▶ **练习题目 1**
根据关于Reduce端数据合并的文本段落,判断下列说法 (a)、(b)、(c) 是否与其相符。每项回答“是”或“否”,并原样引用文中起决定作用的语句。
(a) 负责合并工作的线程有两个,分别针对内存和磁盘Segment的合并。
(b) 文件要全部拷贝完毕后,数据的合并才开始进行。
(c) 线程挂起的判断条件是用于保留map端数据的内存超过阈值。

▶ **文本段落**
::::
在reduce端的文件拷贝阶段,会将数据放入内存或直接放入磁盘中,如果文件全部拷贝完再进行合并那样必然降低作业效率,所以在拷贝进行到一定阶段,数据的合并就开始了,负责该工作的有两个线程:InMemFSMergeThread和LocalFSMerger,分别针对内存和磁盘Segment的合并。
首先看内存合并线程InMemFSMergeThread的run函数
public void run() {
LOG.info(reduceTask.getTaskID() + " Thread started: " + getName());
try {
boolean exit = false;
do {
exit = ramManager.waitForDataToMerge(); //检测是否需要合并
if (!exit) {
doInMemMerge();//执行合并
}
} while (!exit);
} catch (Exception e) {
LOG.warn(reduceTask.getTaskID() +
" Merge of the inmemory files threw an exception: "
+ StringUtils.stringifyException(e));
ReduceCopier.this.mergeThrowable = e;
} catch (Throwable t) {
String msg = getTaskID() + " : Failed to merge in memory"
+ StringUtils.stringifyException(t);
reportFatalError(getTaskID(), t, msg);
}
}
下面是内存合并的条件,注释写的已经很清楚了,这里需要注意的是内存的使用量、拷贝完毕的文件数、挂起线程数,线程挂起的判断条件是用于保留map端数据的内存超过阈值,可参考ShuffleRamManager.reserve()函数
public boolean waitForDataToMerge() throws InterruptedException {
boolean done = false;
synchronized (dataAvailable) {
// Start in-memory merge if manager has been closed or...
while (!closed
&&
// In-memory threshold exceeded and at least two segments
// have been fetched
(getPercentUsed() < maxInMemCopyPer || numClosed < 2)
&&
// More than "mapred.inmem.merge.threshold" map outputs
// have been fetched into memory
(maxInMemOutputs <= 0 || numClosed < maxInMemOutputs)
&&
// More than MAX... threads are blocked on the RamManager
// or the blocked threads are the last map outputs to be
// fetched. If numRequiredMapOutputs is zero, either
// setNumCopiedMapOutputs has not been called (no map ouputs
// have been fetched, so there is nothing to merge) or the
// last map outputs being transferred without
// contention, so a merge would be premature.
::::
▶ **练习题目 2**
请重新写出记录中从包含“[trace] blue sky”的那一行开始、到记录末尾结束的各行,把其中每处“even-odd”都换成“nonzero”,其余内容一律不变。
::::
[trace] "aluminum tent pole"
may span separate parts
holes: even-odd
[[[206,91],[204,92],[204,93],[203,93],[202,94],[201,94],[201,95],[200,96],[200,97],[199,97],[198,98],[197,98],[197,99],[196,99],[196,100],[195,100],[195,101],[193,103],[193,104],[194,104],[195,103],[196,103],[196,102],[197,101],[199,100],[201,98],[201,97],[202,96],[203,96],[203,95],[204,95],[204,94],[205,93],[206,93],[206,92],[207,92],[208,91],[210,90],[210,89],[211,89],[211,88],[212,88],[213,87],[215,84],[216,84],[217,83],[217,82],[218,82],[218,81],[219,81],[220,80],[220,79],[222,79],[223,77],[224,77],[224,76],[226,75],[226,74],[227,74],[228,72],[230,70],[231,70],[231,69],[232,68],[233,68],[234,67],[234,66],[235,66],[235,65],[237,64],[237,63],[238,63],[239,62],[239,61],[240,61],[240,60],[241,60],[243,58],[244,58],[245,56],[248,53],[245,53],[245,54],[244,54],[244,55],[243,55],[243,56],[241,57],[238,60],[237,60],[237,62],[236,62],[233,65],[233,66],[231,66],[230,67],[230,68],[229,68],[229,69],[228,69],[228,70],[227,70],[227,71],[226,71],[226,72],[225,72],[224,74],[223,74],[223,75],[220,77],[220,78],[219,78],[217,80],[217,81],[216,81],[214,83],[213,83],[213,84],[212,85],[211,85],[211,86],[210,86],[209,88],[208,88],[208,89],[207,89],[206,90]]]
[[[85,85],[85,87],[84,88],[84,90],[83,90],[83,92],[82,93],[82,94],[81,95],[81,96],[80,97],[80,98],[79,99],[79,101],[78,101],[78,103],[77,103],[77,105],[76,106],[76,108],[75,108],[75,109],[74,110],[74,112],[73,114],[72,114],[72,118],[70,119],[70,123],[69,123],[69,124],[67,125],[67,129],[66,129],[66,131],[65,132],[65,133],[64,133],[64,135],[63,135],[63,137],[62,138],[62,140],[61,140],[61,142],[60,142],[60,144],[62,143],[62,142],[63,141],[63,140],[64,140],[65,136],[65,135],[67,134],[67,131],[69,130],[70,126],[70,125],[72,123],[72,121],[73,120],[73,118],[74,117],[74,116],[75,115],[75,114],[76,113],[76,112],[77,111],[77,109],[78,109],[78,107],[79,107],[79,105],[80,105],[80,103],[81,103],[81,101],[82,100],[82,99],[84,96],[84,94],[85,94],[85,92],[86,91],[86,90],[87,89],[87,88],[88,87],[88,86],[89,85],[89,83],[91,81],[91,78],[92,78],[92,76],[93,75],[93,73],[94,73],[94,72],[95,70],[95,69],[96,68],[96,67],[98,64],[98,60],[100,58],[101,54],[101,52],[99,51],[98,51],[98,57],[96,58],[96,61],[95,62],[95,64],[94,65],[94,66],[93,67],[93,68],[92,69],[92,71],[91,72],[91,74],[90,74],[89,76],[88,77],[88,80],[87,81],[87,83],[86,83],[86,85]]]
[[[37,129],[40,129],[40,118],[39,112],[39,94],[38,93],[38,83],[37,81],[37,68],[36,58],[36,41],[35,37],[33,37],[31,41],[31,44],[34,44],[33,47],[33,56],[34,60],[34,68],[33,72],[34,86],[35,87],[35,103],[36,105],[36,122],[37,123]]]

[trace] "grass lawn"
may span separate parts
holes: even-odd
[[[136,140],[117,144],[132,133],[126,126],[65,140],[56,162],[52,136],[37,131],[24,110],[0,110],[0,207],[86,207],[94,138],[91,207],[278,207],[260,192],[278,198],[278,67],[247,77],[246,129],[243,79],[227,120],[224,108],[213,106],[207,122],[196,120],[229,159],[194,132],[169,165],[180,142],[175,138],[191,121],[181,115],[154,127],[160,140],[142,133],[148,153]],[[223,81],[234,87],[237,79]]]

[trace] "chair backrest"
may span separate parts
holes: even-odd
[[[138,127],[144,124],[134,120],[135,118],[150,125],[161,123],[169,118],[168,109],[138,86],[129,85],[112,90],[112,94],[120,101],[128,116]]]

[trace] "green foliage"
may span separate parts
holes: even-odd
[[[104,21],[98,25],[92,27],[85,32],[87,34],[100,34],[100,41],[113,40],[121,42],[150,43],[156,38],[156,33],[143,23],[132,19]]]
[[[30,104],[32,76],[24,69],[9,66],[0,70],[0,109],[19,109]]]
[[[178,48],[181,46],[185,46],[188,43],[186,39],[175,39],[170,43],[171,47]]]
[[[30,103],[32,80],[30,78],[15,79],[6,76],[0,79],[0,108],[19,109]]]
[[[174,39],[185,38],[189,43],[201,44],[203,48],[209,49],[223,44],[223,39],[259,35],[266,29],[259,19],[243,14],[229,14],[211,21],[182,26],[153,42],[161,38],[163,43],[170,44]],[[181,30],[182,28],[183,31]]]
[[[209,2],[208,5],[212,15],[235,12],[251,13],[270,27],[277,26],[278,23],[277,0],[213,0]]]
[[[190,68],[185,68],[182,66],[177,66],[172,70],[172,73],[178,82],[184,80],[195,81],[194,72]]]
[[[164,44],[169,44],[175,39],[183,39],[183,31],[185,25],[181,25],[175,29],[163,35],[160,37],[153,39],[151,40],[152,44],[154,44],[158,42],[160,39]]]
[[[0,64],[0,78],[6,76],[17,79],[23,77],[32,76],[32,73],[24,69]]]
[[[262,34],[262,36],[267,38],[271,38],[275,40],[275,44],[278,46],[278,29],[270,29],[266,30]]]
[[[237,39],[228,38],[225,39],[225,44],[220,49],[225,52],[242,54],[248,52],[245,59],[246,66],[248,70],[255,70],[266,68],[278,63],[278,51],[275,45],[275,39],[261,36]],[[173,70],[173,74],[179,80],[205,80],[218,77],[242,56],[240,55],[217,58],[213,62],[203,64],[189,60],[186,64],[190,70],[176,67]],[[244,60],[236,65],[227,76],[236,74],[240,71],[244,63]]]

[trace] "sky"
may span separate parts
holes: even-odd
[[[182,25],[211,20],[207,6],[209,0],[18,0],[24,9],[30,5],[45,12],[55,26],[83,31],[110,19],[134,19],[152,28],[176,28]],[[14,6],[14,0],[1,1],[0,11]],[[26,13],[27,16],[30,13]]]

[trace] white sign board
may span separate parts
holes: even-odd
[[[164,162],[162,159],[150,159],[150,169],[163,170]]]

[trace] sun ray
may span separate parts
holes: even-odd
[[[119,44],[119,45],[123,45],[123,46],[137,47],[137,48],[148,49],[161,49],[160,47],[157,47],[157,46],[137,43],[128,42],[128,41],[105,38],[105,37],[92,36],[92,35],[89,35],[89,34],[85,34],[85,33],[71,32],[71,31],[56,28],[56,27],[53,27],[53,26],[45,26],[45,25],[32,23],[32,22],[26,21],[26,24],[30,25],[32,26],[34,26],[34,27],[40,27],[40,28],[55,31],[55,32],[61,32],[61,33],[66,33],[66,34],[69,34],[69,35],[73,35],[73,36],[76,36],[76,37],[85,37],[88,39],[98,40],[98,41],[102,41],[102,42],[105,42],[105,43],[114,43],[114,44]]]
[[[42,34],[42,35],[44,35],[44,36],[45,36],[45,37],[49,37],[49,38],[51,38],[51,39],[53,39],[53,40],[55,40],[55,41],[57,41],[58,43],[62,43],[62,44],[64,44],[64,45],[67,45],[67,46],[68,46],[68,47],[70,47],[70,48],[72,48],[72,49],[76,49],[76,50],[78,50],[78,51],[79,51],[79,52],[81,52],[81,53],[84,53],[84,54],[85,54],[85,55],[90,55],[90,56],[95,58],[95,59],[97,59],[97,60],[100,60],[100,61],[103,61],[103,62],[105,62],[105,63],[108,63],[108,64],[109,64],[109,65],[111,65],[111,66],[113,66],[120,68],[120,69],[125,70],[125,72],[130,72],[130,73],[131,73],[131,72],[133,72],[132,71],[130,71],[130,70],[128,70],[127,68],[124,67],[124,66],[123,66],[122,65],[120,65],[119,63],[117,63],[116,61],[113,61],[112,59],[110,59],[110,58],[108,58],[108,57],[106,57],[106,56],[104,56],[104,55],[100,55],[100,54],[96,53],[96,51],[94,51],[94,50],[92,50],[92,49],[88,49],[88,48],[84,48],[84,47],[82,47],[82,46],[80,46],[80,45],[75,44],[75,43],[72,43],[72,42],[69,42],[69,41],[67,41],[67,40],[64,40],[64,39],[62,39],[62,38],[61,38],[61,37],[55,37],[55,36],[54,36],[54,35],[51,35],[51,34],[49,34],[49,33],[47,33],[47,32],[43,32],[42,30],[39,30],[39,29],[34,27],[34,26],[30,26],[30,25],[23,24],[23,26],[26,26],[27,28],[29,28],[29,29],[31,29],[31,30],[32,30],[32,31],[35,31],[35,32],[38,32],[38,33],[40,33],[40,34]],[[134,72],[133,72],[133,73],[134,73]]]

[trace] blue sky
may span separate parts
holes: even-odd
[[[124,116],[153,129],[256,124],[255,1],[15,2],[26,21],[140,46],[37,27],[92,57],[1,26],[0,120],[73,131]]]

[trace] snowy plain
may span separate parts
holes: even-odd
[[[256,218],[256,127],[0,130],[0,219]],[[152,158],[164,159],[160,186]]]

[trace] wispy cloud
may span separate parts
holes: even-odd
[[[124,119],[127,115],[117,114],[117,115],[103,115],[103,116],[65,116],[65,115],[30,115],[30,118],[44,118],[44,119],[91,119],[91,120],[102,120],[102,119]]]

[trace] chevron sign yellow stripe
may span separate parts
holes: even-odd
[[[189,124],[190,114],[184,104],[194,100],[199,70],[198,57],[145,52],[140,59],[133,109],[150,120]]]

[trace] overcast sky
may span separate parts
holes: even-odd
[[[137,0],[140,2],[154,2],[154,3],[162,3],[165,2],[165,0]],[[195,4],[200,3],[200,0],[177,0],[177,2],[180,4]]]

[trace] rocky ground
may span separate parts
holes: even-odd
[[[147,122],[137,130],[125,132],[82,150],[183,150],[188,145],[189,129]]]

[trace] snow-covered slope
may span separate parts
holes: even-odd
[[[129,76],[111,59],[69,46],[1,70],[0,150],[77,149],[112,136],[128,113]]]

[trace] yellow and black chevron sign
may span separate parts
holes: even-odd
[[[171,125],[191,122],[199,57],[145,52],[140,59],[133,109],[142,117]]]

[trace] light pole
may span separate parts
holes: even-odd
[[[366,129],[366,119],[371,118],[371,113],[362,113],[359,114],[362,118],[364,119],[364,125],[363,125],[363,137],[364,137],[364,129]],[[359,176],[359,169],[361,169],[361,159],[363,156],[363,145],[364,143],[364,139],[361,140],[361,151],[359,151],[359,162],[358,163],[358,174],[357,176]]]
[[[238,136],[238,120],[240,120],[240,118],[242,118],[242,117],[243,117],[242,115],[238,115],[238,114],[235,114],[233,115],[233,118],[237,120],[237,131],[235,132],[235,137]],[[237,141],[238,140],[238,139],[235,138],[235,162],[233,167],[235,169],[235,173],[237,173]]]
::::
▶ **答案 1**
(a) 是。“负责该工作的有两个线程:InMemFSMergeThread和LocalFSMerger,分别针对内存和磁盘Segment的合并”
(b) 否。“所以在拷贝进行到一定阶段,数据的合并就开始了”
(c) 是。“线程挂起的判断条件是用于保留map端数据的内存超过阈值”

▶ **答案 2**
[trace] blue sky
may span separate parts
holes: nonzero
[[[124,116],[153,129],[256,124],[255,1],[15,2],[26,21],[140,46],[37,27],[92,57],[1,26],[0,120],[73,131]]]

[trace] snowy plain
may span separate parts
holes: nonzero
[[[256,218],[256,127],[0,130],[0,219]],[[152,158],[164,159],[160,186]]]

[trace] wispy cloud
may span separate parts
holes: nonzero
[[[124,119],[127,115],[117,114],[117,115],[103,115],[103,116],[65,116],[65,115],[30,115],[30,118],[44,118],[44,119],[91,119],[91,120],[102,120],[102,119]]]

[trace] chevron sign yellow stripe
may span separate parts
holes: nonzero
[[[189,124],[190,114],[184,104],[194,100],[199,70],[198,57],[145,52],[140,59],[133,109],[150,120]]]

[trace] overcast sky
may span separate parts
holes: nonzero
[[[137,0],[140,2],[154,2],[154,3],[162,3],[165,2],[165,0]],[[195,4],[200,3],[200,0],[177,0],[177,2],[180,4]]]

[trace] rocky ground
may span separate parts
holes: nonzero
[[[147,122],[137,130],[125,132],[82,150],[183,150],[188,145],[189,129]]]

[trace] snow-covered slope
may span separate parts
holes: nonzero
[[[129,76],[111,59],[69,46],[1,70],[0,150],[77,149],[112,136],[128,113]]]

[trace] yellow and black chevron sign
may span separate parts
holes: nonzero
[[[171,125],[191,122],[199,57],[145,52],[140,59],[133,109],[142,117]]]

[trace] light pole
may span separate parts
holes: nonzero
[[[366,129],[366,119],[371,118],[371,113],[362,113],[359,114],[362,118],[364,119],[364,125],[363,125],[363,137],[364,137],[364,129]],[[359,176],[359,169],[361,169],[361,159],[363,156],[363,145],[364,143],[364,139],[361,140],[361,151],[359,151],[359,162],[358,163],[358,174],[357,176]]]
[[[238,136],[238,120],[240,120],[240,118],[242,118],[242,117],[243,117],[242,115],[238,115],[238,114],[235,114],[233,115],[233,118],[237,120],[237,131],[235,132],[235,137]],[[237,141],[238,140],[238,139],[235,138],[235,162],[233,167],[235,169],[235,173],[237,173]]]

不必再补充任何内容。